- _EXCERPT PROVIDED_
== Segment start ==

It’s the stuff of television shows.
In the middle of trial, a plaintiff (who is claiming his employment was terminated, among other reasons, in retaliation of his exercise of FMLA rights) drops a bombshell:
[In the prior October], I learned that I had — have stage III prostate cancer with a metastatic brain lesion."
While the cancer may have been known in the abstract, the "metastatic brain lesion" is not. The employer’s counsel moves for a mistrial and the court orders an immediate hearing (and disclosure of medical records) to receive some additional facts.
During the hearing, however, there’s another another unexpected development: The medical records show that the employee did not have (and never had) a metastatic brain lesion. Because the jury already heard the testimony, the court grants the request for a mistrial.
But the fireworks continue. Counsel for the employer says that a dismissal of the whole claim may be appropriate and asks the court to allow for some discovery.
And in a deposition, the plaintiff/employee discloses that some six months before trial, he knew that he definitely did not have a brain tumor.
What then?
Dismissal, according to a federal court decision released on Friday.
In Radecki v. GlaxoSmithKline (download here), the court concluded that the plaintiff committed perjury in his testimony and that because the perjury was so serious, dismissal was the only appropriate mechanism.

== Segment end ==

Records held in a dataset
== Segment start ==

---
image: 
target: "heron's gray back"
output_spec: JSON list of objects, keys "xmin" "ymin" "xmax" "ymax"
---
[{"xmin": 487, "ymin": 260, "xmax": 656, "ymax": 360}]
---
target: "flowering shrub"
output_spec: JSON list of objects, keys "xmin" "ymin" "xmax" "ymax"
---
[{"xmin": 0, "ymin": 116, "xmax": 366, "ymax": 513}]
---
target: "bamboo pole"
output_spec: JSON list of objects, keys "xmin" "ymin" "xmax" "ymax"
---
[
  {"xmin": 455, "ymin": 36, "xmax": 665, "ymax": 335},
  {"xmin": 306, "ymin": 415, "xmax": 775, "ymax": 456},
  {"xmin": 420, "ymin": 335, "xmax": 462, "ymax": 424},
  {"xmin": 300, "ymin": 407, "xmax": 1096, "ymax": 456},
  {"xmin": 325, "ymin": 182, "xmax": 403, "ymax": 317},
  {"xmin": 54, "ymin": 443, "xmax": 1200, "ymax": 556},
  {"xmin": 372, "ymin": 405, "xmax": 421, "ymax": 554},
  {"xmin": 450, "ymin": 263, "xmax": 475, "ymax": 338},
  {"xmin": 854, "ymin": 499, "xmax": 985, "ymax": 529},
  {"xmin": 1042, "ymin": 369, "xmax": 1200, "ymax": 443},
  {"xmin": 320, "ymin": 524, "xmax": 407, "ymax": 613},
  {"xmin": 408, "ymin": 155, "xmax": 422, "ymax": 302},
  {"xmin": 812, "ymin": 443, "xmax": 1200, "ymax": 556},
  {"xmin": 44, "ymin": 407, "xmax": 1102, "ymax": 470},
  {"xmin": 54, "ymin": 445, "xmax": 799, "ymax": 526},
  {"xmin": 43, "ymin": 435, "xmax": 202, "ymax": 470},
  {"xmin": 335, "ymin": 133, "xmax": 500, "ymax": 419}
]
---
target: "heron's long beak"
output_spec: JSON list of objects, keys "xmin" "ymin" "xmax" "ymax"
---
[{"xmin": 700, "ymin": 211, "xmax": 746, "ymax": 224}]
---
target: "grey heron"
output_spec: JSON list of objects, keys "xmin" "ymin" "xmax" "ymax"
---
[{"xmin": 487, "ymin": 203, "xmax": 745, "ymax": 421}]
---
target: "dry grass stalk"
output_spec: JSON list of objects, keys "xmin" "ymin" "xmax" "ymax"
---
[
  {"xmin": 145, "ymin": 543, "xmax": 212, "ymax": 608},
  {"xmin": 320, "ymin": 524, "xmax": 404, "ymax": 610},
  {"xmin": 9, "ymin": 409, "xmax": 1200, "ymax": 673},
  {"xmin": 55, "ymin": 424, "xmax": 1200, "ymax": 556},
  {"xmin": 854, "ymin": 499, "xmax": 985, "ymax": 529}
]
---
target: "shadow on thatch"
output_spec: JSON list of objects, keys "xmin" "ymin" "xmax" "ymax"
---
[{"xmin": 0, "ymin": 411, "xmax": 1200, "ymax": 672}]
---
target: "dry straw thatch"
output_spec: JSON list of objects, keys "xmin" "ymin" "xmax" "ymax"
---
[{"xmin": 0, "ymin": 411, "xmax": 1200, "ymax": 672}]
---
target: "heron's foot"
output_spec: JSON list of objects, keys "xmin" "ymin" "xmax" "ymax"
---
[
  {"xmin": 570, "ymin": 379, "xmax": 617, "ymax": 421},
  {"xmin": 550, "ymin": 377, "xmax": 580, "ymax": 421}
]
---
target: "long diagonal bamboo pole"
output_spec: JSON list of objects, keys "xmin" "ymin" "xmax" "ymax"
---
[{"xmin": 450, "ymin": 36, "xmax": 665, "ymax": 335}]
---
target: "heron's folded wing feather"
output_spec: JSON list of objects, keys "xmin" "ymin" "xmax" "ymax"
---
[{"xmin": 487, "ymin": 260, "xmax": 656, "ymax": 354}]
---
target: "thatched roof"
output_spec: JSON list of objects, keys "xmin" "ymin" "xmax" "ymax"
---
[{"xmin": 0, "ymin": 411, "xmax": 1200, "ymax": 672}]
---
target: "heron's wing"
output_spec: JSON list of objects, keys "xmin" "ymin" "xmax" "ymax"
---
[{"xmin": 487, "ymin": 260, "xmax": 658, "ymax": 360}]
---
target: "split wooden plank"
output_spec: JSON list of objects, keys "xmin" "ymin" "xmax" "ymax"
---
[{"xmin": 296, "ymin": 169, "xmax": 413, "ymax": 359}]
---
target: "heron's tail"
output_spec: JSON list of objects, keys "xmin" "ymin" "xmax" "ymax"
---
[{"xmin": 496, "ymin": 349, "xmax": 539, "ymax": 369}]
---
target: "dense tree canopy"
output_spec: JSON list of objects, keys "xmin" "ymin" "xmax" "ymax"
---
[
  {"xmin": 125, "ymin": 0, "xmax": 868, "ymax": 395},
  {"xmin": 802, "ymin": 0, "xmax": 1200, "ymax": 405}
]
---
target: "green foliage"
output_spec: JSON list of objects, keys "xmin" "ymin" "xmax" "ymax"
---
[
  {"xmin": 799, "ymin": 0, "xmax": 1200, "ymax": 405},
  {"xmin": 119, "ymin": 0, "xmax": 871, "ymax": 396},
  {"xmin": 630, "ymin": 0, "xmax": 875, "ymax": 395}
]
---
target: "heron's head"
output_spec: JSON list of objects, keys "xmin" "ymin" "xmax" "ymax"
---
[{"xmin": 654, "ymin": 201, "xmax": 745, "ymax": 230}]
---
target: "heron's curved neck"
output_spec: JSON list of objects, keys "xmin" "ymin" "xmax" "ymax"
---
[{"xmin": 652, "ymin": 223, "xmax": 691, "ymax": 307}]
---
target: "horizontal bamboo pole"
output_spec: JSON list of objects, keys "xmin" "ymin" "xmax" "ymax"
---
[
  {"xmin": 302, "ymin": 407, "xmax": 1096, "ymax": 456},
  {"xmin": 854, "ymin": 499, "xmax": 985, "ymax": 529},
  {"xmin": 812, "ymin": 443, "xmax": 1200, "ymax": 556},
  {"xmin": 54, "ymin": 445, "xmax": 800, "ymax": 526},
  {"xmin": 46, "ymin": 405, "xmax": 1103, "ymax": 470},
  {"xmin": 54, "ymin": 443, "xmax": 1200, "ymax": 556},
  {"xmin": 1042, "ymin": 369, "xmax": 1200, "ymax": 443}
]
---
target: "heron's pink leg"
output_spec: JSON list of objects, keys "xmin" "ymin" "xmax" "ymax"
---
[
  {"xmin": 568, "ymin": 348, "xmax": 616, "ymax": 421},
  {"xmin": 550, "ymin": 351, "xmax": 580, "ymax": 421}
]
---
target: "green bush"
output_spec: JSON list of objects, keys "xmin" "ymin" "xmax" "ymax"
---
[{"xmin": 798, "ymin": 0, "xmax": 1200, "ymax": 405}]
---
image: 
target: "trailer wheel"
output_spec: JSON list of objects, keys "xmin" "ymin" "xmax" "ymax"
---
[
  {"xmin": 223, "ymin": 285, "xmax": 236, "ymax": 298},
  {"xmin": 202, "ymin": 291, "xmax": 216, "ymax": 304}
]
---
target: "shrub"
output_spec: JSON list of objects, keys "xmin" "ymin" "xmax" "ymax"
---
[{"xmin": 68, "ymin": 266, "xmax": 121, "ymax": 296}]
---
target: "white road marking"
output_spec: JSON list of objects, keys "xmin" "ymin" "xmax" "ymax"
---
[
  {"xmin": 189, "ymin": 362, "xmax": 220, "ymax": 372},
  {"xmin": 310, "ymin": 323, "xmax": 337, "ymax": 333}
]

== Segment end ==

- _INSTRUCTIONS_
(a) Can you summarize the text about the Radecki v. GlaxoSmithKline case in two sentences?
(b) Could you go on with the text about the Radecki v. GlaxoSmithKline case, picking up after its last sentence?

- _EXERCISE RESPONSES_
(a) At trial on his claim that his firing was partly retaliation for exercising FMLA rights, a plaintiff testified that he had stage III prostate cancer with a metastatic brain lesion, but his medical records showed he never had such a lesion, and the court granted a mistrial. After he admitted in a deposition that he had known some six months before trial that he did not have a brain tumor, a federal court in Radecki v. GlaxoSmithKline found his perjury so serious that dismissal was the only appropriate mechanism.

(b)
Having "concluded that the plaintiff willfully provided false testimony for the improper purpose of causing the jury to feel sympathy for him", the Court discussed how perjury during trial is "intolerable." Any sanction other than dismissal would give the appearance of the court’s tacit approval of such conduct:
To have the plaintiff in this case pay a monetary penalty and then return to court and present his case before a new jury would give the appearance of tolerating “a ‘flagrant affront’ to the truth-seeking function of adversary proceedings,”, even if (or perhaps especially if) the court allowed the defendant to use the plaintiff’s perjurious testimony from the first trial to attack his credibility. Therefore, the court concludes that the most appropriate sanction in this case is a sanction of dismissal with prejudice.
As the court noted, this situation is extraordinarily rare. Indeed, the Court struggled to find comparable cases from which to draw its conclusion. (For a case out of Ohio, check out this post by the Ohio Employer’s Law Blog.)
But the message the court sends through this case is anything but muddled: If you think real-life trials are just like television shows, where perjury is either condoned or is a plot device, think again.